Check the records below line by line for the string "pole". Give the number of lines that contain it and nothing else.

+ + + + +

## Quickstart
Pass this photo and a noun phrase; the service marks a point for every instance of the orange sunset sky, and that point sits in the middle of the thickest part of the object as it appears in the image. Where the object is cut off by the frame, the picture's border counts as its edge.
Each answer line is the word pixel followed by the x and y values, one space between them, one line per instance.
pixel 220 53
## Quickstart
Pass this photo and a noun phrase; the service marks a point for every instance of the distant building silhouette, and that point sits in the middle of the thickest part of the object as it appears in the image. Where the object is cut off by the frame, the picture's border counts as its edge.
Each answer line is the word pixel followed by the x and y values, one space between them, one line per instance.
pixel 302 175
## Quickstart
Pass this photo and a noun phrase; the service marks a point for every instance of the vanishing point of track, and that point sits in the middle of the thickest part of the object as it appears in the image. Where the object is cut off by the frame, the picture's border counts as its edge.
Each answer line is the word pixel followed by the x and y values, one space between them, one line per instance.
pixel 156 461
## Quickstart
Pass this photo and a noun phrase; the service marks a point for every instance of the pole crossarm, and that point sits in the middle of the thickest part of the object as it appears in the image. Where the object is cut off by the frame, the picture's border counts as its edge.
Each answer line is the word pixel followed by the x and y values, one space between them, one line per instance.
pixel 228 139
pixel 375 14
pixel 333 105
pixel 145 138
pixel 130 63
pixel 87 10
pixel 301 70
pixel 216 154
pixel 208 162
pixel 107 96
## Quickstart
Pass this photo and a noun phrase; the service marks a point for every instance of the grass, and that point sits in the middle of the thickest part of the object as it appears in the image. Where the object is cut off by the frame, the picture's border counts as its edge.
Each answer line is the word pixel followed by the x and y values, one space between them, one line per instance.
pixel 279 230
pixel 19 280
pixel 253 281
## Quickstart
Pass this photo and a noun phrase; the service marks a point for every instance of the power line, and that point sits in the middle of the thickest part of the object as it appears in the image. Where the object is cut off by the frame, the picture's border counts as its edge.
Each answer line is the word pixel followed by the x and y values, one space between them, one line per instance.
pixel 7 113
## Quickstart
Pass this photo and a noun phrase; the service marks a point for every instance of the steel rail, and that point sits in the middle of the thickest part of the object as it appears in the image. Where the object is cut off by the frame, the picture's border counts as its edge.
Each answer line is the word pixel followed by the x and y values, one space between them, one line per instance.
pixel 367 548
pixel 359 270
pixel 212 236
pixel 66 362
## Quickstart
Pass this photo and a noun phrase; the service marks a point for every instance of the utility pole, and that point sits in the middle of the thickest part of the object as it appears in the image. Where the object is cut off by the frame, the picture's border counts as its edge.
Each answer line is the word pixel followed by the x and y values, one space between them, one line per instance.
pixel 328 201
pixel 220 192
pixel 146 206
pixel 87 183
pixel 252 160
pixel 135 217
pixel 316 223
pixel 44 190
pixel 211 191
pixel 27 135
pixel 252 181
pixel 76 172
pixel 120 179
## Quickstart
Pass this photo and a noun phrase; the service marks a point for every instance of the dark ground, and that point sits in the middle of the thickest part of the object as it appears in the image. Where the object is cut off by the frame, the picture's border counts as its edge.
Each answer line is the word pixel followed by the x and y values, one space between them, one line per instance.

+ + + + +

▶ _OUTPUT OF THE TASK_: 2